◆ YOUR TASK ◆
Rewrite all the lines below, changing every "pixel coordinates" to "image coordinates" and keeping everything else the same. Leave the pictures out.

◆ INPUT ROWS ◆
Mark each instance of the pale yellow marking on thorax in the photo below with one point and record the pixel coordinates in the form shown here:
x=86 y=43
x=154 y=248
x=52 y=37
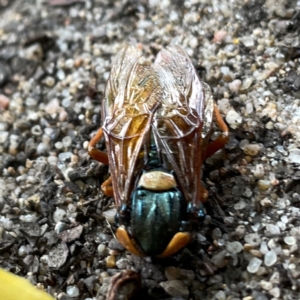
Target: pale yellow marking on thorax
x=157 y=181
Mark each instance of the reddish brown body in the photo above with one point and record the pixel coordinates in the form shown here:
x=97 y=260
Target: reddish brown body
x=161 y=110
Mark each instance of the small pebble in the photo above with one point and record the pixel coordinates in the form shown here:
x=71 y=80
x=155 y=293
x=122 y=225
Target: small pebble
x=235 y=85
x=175 y=288
x=251 y=149
x=263 y=184
x=72 y=291
x=220 y=295
x=254 y=265
x=49 y=81
x=4 y=102
x=111 y=261
x=266 y=285
x=270 y=258
x=266 y=202
x=290 y=240
x=59 y=214
x=233 y=119
x=253 y=239
x=234 y=247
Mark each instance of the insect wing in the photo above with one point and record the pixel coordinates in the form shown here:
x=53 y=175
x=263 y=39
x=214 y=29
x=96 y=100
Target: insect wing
x=178 y=124
x=131 y=98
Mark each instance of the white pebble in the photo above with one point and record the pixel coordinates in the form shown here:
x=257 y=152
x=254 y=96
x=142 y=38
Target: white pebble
x=254 y=265
x=290 y=240
x=253 y=239
x=233 y=118
x=58 y=215
x=294 y=156
x=270 y=258
x=67 y=141
x=49 y=81
x=235 y=85
x=234 y=247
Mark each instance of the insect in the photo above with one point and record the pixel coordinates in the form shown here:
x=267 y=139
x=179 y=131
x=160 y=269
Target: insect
x=157 y=123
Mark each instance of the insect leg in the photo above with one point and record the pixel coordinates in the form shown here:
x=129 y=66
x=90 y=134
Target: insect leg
x=222 y=139
x=94 y=152
x=107 y=188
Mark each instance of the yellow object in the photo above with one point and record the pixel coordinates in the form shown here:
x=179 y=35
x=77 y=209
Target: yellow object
x=13 y=287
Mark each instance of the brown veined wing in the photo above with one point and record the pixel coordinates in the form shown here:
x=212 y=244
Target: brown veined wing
x=182 y=122
x=131 y=97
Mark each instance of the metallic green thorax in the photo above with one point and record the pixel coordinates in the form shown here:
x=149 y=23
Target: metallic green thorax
x=155 y=218
x=155 y=215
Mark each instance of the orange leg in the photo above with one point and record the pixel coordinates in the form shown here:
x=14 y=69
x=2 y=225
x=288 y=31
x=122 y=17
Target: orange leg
x=100 y=156
x=94 y=152
x=222 y=139
x=203 y=194
x=107 y=188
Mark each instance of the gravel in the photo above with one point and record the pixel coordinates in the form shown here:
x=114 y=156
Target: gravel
x=55 y=58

◆ SOLUTION FOR THIS PROBLEM ◆
Mark each instance of the pale yellow marking on thorax in the photo below with one point and record the image coordinates in the form shown here:
x=86 y=43
x=154 y=248
x=52 y=37
Target: pale yellow marking on thorax
x=157 y=181
Mark each instance of the reddish brown body in the photo above with one point and record the image coordinates in the form shown here:
x=97 y=260
Target: reddish brown body
x=161 y=110
Mark each instance of the small pebble in the photo above with one point and record the image coordinates in the form shown here:
x=71 y=80
x=155 y=293
x=122 y=225
Target: small pebble
x=235 y=85
x=175 y=288
x=251 y=149
x=263 y=184
x=72 y=291
x=220 y=295
x=254 y=265
x=49 y=81
x=4 y=102
x=111 y=261
x=266 y=285
x=270 y=258
x=266 y=202
x=290 y=240
x=59 y=214
x=233 y=119
x=253 y=239
x=234 y=247
Mark each instance of the insect wing in the photo above with one point and record the image coordinates in the form shown here:
x=53 y=175
x=263 y=39
x=214 y=29
x=96 y=100
Target: insect wing
x=178 y=124
x=131 y=98
Mark each instance of the white pebble in the photo above with one point and record the image coordinates in the form shown here:
x=257 y=152
x=254 y=96
x=142 y=38
Target: white pebble
x=254 y=265
x=290 y=240
x=253 y=239
x=233 y=118
x=58 y=215
x=294 y=156
x=270 y=258
x=67 y=141
x=49 y=81
x=235 y=85
x=234 y=247
Mark each instance of the insect in the photo above with one point and record the image coordinates in the form shown here:
x=267 y=139
x=179 y=131
x=160 y=269
Target: insect
x=157 y=123
Mark each instance of the insect leg in the photo above with one point and record the image coordinates in the form shown here:
x=129 y=66
x=90 y=134
Target: insect leg
x=222 y=139
x=94 y=152
x=107 y=188
Mark each instance of the yellow object in the photo above with one point and record the image coordinates in the form shown here:
x=179 y=35
x=77 y=209
Target: yellow object
x=13 y=287
Mark each instance of the brown veined wing in the photo above with one point and record the image coordinates in the form shown here:
x=212 y=244
Target: brown veined wing
x=182 y=122
x=131 y=97
Mark each instance of the metallic green thorax in the photo above with one point and record the image coordinates in the form shown here:
x=149 y=23
Target: metallic green thorax
x=155 y=218
x=155 y=215
Mark each instance of the orange leg in the photo above with one point and record the image coordinates in the form shown here:
x=14 y=69
x=2 y=225
x=288 y=31
x=122 y=17
Target: orange leg
x=100 y=156
x=94 y=152
x=222 y=139
x=203 y=194
x=107 y=188
Mark each instance of the gravel in the photo above with one point and record the image coordinates in the form shown here:
x=114 y=156
Target: gravel
x=55 y=58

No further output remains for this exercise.